■ Short exercise ■
Rewrite the data below as a JSON list of strings, with one string for each line and no blank lines.

##############################

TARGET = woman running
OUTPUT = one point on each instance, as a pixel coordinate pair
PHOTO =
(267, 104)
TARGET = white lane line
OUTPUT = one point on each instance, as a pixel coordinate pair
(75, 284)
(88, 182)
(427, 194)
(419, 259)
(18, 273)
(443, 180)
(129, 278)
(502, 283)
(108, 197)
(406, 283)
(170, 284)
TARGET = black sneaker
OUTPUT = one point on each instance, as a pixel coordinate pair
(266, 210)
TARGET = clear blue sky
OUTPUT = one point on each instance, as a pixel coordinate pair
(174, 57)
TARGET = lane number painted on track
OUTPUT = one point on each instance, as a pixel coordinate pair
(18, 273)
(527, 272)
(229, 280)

##############################

■ Finished answer ■
[
  "TARGET = woman running",
  "OUTPUT = one point on each instance, as a pixel coordinate pair",
  "PHOTO =",
  "(267, 104)",
  "TARGET = white lane line",
  "OUTPUT = one point on each instance, as a pixel coordinate pair",
  "(75, 284)",
  "(88, 182)",
  "(427, 194)",
  "(419, 259)",
  "(18, 273)",
  "(443, 180)",
  "(129, 278)",
  "(502, 283)",
  "(108, 197)",
  "(406, 283)",
  "(170, 284)",
  "TARGET = black sneaker",
  "OUTPUT = one point on each instance, as a pixel coordinate pair",
  "(266, 210)",
  "TARGET = clear blue sky",
  "OUTPUT = one point on each instance, as a pixel coordinate pair",
  "(174, 57)",
  "TARGET = lane number painted on track",
  "OUTPUT = one point on each instance, as a pixel coordinate pair",
  "(18, 273)",
  "(527, 272)",
  "(229, 280)"
]